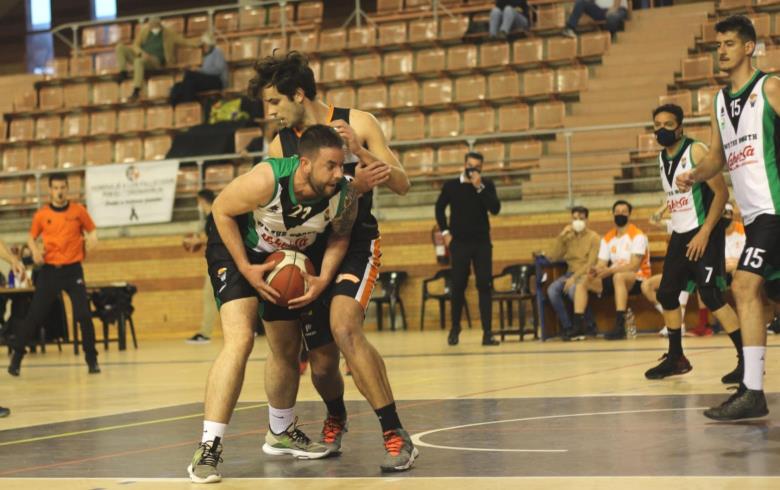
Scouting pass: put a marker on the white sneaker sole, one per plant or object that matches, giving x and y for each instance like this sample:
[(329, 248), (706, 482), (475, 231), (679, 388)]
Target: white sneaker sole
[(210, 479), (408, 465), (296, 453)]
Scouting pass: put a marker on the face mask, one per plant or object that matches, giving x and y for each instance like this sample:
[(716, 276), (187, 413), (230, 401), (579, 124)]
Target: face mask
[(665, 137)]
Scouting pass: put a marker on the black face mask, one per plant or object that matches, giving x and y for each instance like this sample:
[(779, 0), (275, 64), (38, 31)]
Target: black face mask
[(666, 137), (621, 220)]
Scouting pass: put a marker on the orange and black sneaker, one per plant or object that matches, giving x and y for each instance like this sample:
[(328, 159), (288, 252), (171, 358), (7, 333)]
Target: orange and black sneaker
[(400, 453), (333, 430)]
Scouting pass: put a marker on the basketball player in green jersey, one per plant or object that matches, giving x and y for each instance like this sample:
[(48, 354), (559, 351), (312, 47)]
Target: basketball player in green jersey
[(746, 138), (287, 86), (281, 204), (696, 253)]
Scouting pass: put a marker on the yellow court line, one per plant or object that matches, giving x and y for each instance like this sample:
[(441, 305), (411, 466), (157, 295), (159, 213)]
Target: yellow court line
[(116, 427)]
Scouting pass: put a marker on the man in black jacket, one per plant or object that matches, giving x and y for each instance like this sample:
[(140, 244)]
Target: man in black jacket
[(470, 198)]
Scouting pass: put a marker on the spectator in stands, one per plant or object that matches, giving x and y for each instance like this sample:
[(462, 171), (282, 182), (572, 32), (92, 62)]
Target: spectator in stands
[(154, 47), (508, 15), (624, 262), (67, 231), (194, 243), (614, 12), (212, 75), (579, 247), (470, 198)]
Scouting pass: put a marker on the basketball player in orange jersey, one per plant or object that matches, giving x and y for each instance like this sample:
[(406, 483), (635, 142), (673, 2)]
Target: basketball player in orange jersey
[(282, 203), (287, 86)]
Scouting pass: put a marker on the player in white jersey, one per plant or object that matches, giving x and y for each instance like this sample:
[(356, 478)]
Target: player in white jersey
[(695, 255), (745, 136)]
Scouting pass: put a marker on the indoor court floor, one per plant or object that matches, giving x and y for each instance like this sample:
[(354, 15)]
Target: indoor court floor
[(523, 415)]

● ● ●

## Direction
Write out the lines above word for word, starting with the line that contains "Scouting pass: put a marker on the yellow" and continuing through the line that contains "[(282, 203), (287, 86)]", including both of those lines.

## Answer to this task
Scouting pass: put a marker on the yellow court line, one per plant or object that matches, giving x and y for each instance like this sample:
[(441, 305), (411, 466), (157, 295), (159, 213)]
Target: yellow court line
[(116, 427)]
Scouting pass: put a marker on the man in black jacket, one per plant or object that matches, giving x and y for each instance like this sample:
[(140, 244)]
Target: man in black jacket
[(470, 198)]
Scouting pass: put a marker on the spectator in stands, one per plant or object that matches, giving x and y for each instance like this sample:
[(462, 171), (282, 182), (572, 32), (92, 62)]
Target: spectator in stands
[(154, 47), (508, 15), (624, 262), (67, 231), (194, 243), (614, 12), (212, 75), (579, 247), (470, 198)]
Scouting pass: put a marker on the basketball player in orange jersey, one per plant or object that matches, giving x and y for each instance like this sample:
[(406, 483), (635, 142), (673, 2)]
Target: basketball player in orange jersey
[(282, 203), (287, 86)]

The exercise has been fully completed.